Reproduce word for word the passage from the text on the Jan Palach memorial that begins at the words "Few acts in" and stops after the words "the present day.".

> [Provided text]
● ● ● ● ● ● ●

The memorial was created by transforming the original village house of the Palach family. It includes a new exhibition that shows the time and deed of Jan Palach in the context of the events of the 20th century.
The house which Jan Palach grew up in, in the Central Bohemian village, has now been converted into a memorial featuring a multimedia exposition.
On January 16, 1969, Charles University philosophy student Jan Palach set fire to himself in front of the National Museum on Wenceslas Square in protest against the Soviet occupation of Czechoslovakia. Three days later he died in a Prague hospital.
Few acts in Czech history of the 20th century have provoked such a passionate and contradictory response as the death of Palach both in January of 1969 and still to the present day.
In 2015, the National Museum purchased a dilapidated building in Všetaty and commenced work on its transformation into a dignified memorial for Czech dissident Jan Palach. Part of the memorial is also an exhibit that examines Palach’s 1969 self-immolation in the context of the history of the 20th century.
The project opens Palach’s legacy to the general public via four interactive screens. The exhibit will also show several emotional objects related to the death of Jan Palach: the briefcase he carried on the day of his self-immolation, the national flag that covered his body after death, and the death mask created by sculptor Olbram Zoubek.

● ● ● ● ● ● ●

Stored items:
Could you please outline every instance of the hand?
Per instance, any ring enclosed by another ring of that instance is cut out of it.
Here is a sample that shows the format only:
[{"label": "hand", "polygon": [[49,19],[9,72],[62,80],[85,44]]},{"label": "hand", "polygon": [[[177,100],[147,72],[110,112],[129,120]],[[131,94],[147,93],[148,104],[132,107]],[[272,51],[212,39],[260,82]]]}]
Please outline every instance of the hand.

● ● ● ● ● ● ●

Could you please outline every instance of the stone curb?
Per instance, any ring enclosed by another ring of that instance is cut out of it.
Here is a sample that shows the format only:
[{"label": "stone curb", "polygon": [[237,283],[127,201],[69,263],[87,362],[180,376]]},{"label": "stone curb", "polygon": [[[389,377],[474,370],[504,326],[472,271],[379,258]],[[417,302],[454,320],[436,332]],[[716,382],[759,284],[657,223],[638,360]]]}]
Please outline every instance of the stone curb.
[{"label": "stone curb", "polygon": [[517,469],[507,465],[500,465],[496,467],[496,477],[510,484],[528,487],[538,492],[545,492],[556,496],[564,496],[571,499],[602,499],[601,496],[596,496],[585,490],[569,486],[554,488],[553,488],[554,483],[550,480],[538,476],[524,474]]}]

● ● ● ● ● ● ●

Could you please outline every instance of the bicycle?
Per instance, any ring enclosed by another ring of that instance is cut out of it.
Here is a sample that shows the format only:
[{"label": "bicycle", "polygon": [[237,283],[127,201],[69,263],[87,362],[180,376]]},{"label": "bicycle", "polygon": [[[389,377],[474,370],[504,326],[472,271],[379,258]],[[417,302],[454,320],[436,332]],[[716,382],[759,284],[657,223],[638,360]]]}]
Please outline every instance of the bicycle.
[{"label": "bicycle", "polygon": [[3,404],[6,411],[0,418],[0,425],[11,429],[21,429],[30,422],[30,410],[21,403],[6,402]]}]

● ● ● ● ● ● ●

> [Answer box]
Few acts in Czech history of the 20th century have provoked such a passionate and contradictory response as the death of Palach both in January of 1969 and still to the present day.